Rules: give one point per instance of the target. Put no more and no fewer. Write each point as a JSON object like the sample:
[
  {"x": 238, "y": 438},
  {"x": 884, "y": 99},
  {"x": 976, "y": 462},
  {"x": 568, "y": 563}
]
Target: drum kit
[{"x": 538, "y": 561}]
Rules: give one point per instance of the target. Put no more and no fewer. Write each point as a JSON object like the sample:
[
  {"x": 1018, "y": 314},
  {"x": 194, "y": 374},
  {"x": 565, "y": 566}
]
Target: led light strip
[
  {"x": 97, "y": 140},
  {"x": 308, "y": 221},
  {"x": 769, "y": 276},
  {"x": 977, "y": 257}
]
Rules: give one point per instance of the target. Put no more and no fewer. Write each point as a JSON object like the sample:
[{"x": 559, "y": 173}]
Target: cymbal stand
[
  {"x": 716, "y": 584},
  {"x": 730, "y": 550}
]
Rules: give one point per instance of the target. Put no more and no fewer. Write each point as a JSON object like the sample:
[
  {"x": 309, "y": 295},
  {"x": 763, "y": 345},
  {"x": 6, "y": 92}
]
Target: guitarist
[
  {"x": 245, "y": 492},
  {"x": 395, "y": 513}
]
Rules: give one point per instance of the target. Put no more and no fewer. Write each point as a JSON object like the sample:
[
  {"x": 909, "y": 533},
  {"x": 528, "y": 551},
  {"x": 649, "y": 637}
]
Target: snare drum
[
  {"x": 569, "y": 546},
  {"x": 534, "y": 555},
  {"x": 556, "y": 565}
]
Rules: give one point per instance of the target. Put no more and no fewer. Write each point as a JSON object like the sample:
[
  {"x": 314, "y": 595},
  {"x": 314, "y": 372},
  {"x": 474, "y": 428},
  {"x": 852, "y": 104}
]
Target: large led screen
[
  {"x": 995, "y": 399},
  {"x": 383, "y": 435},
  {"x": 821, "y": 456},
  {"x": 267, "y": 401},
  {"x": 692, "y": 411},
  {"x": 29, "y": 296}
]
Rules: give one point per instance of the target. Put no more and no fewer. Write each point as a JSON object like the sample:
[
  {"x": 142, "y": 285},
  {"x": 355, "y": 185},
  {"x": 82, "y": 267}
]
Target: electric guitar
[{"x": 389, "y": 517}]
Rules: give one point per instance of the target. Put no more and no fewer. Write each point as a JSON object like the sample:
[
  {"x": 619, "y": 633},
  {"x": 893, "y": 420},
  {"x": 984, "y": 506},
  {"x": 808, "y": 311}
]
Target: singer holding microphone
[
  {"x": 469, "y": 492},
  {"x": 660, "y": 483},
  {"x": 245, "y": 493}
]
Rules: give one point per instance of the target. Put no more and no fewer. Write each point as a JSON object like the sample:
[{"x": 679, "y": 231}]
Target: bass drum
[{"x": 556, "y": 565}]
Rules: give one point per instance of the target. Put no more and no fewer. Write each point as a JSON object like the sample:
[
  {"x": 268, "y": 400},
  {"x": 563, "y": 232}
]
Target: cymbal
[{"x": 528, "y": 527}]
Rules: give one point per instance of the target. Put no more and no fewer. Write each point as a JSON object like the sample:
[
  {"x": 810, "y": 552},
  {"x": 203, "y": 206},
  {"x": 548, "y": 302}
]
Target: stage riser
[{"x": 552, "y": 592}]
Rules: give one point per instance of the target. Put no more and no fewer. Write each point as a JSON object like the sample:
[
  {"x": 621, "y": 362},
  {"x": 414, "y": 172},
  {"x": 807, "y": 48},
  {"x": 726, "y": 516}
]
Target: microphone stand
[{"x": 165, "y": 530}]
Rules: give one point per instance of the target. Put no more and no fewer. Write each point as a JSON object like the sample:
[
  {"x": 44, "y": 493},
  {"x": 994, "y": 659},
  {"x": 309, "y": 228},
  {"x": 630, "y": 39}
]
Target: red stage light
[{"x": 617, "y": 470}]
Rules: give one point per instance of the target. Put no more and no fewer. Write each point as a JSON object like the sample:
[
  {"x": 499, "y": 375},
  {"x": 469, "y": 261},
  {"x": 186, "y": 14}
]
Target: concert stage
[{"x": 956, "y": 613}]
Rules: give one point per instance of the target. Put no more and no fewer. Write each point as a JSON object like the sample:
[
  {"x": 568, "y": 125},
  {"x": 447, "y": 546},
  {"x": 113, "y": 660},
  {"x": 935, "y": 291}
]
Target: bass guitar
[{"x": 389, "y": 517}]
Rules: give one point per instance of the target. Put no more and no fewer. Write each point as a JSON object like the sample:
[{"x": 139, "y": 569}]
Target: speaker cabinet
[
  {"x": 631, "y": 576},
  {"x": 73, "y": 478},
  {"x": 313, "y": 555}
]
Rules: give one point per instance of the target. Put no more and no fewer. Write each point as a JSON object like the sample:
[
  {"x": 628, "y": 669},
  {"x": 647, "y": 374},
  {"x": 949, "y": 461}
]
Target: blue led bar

····················

What to do: Using the exact wording, repeat all the entries.

Task response:
Rules: give one point per instance of the target. Put no more and no fewer. Write each point as a JSON object like the sample:
[
  {"x": 238, "y": 438},
  {"x": 884, "y": 99},
  {"x": 976, "y": 462},
  {"x": 568, "y": 563}
]
Target: drum kit
[{"x": 538, "y": 561}]
Rules: give one point per instance of the target. Put no more and no fewer. Write each point as a JSON object like the sample:
[
  {"x": 1018, "y": 314},
  {"x": 194, "y": 374},
  {"x": 565, "y": 566}
]
Target: led light strip
[
  {"x": 97, "y": 140},
  {"x": 308, "y": 221},
  {"x": 769, "y": 276},
  {"x": 977, "y": 257}
]
Rules: give one point per instance of the target. Put no more and no fewer. Write each point as a JSON object like the sample:
[{"x": 559, "y": 173}]
Target: cymbal stand
[
  {"x": 716, "y": 584},
  {"x": 730, "y": 550}
]
Rules: give one point per instance of the target. Put no more and no fewer. Write each point as a JSON object like the sample:
[
  {"x": 309, "y": 295},
  {"x": 763, "y": 345},
  {"x": 6, "y": 92}
]
Target: guitarist
[
  {"x": 245, "y": 492},
  {"x": 395, "y": 513}
]
Rules: give one point per instance of the target. Put no more and no fewer. Write each point as a JSON object like the sample:
[
  {"x": 909, "y": 533},
  {"x": 528, "y": 551},
  {"x": 649, "y": 637}
]
Target: snare drum
[
  {"x": 569, "y": 546},
  {"x": 534, "y": 555},
  {"x": 556, "y": 565}
]
Rules: give one point per instance of the target. Put no more and no fewer. Write each point as a JSON object like the sample:
[
  {"x": 314, "y": 595},
  {"x": 314, "y": 372},
  {"x": 474, "y": 428},
  {"x": 852, "y": 104}
]
Target: large led screen
[
  {"x": 995, "y": 399},
  {"x": 383, "y": 435},
  {"x": 821, "y": 456},
  {"x": 267, "y": 401},
  {"x": 692, "y": 411},
  {"x": 29, "y": 296}
]
Rules: give one point per instance of the target. Put no more and no fewer. Write each point as a JSON object like the sample:
[
  {"x": 142, "y": 285},
  {"x": 355, "y": 185},
  {"x": 82, "y": 267}
]
Target: electric guitar
[{"x": 389, "y": 517}]
Rules: give one point per instance of the target. Put no more and no fewer. Write each point as a JSON object like the sample:
[
  {"x": 619, "y": 633},
  {"x": 893, "y": 420},
  {"x": 984, "y": 506},
  {"x": 808, "y": 311}
]
Target: singer holding microphone
[
  {"x": 469, "y": 492},
  {"x": 660, "y": 483},
  {"x": 245, "y": 493}
]
Rules: give one point per instance of the target. Put no more and no fewer. Write each point as a JSON object like the sample:
[{"x": 679, "y": 231}]
Target: bass drum
[{"x": 556, "y": 565}]
Rules: give one point per instance of the target. Put no more and no fewer. Write each point as a JSON object like the sample:
[
  {"x": 268, "y": 400},
  {"x": 563, "y": 232}
]
Target: cymbal
[{"x": 528, "y": 527}]
Rules: give one point per instance of the target. Put no more and no fewer. Write each point as a JSON object like the sample:
[
  {"x": 810, "y": 552},
  {"x": 203, "y": 206},
  {"x": 548, "y": 302}
]
Target: stage riser
[{"x": 552, "y": 592}]
Rules: give one point per instance of the target. Put no more and no fewer. Write each point as a JSON object like the sample:
[
  {"x": 621, "y": 362},
  {"x": 414, "y": 172},
  {"x": 807, "y": 48},
  {"x": 726, "y": 516}
]
Target: microphone stand
[{"x": 165, "y": 530}]
Rules: give one point per instance of the target. Put no more and no fewer. Write each point as a JSON object like the sample:
[
  {"x": 44, "y": 493},
  {"x": 994, "y": 659},
  {"x": 309, "y": 228},
  {"x": 630, "y": 39}
]
Target: red stage light
[{"x": 617, "y": 470}]
Rules: give one point per instance of the target. Put no more and no fewer. Write each point as a JSON object like the sample:
[
  {"x": 499, "y": 375},
  {"x": 469, "y": 261},
  {"x": 186, "y": 14}
]
Target: concert stage
[{"x": 956, "y": 613}]
Rules: give one point per instance of the target. Put no more and no fewer. Write each point as a JSON object like the sample:
[
  {"x": 568, "y": 125},
  {"x": 447, "y": 546},
  {"x": 113, "y": 660},
  {"x": 935, "y": 291}
]
Target: bass guitar
[{"x": 389, "y": 517}]
Rules: give one point per instance of the target. Put no more and no fewer. Write each point as a JSON object like the sample:
[{"x": 139, "y": 569}]
Target: speaker cabinet
[
  {"x": 631, "y": 576},
  {"x": 73, "y": 478},
  {"x": 313, "y": 555}
]
Rules: give one point per instance of the target. Put no more and no fewer. Write each point as a JSON object like the sample:
[
  {"x": 628, "y": 669},
  {"x": 647, "y": 374},
  {"x": 949, "y": 461}
]
Target: blue led bar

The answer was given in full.